[start]

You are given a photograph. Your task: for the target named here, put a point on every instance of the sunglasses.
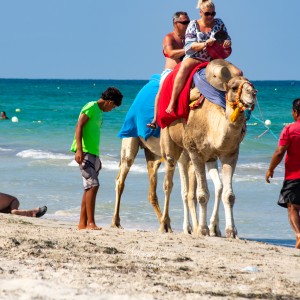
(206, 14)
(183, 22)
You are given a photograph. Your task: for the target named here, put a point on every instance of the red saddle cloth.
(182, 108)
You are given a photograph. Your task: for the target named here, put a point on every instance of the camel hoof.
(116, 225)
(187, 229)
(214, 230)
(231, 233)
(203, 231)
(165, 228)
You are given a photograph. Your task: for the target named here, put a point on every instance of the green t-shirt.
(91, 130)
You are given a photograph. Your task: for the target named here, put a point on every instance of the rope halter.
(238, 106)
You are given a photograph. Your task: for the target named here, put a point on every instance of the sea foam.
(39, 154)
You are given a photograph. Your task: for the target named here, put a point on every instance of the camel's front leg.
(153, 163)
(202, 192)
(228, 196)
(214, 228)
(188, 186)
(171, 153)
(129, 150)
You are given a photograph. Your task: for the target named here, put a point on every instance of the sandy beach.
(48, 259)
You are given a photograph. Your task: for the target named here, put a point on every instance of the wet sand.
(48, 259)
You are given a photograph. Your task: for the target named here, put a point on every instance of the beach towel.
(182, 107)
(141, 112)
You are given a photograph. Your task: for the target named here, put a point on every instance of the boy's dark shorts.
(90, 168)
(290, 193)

[end]
[start]

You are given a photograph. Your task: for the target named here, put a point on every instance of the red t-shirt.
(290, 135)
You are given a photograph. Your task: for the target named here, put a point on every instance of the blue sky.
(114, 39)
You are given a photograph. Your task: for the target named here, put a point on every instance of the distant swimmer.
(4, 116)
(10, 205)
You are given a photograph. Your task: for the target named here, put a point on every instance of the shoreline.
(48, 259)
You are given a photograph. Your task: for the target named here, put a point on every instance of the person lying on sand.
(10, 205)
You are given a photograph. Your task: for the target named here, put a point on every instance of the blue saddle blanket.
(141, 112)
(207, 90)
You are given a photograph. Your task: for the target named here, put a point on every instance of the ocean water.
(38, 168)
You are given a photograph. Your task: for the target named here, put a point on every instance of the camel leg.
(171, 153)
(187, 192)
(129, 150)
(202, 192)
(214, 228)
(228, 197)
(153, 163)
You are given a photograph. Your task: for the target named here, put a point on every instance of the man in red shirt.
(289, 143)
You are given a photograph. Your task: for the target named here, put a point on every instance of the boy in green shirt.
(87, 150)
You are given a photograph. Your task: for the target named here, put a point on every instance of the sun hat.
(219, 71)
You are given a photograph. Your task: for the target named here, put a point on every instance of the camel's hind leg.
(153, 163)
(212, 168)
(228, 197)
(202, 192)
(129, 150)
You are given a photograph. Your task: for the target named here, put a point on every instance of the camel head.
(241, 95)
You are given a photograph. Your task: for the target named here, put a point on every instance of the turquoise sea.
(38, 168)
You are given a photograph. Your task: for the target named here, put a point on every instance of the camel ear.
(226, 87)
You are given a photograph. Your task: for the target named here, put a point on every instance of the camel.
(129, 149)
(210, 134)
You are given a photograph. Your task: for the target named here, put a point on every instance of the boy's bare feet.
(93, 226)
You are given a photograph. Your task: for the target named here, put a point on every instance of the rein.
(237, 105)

[end]
[start]

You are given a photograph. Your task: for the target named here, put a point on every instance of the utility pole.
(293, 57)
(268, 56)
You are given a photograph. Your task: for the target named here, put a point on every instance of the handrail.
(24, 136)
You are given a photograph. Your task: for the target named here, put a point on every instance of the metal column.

[end]

**DIRECTIONS**
Which lines of the material above contain the word "blue"? Gather each of them and copy it out in full.

**REPLY**
You are given a photograph. Your task: for the target named here, put a point on every instance of the blue sky.
You are given a photograph. Your task: for the target named here, put a point on every instance of the blue saddle blanket.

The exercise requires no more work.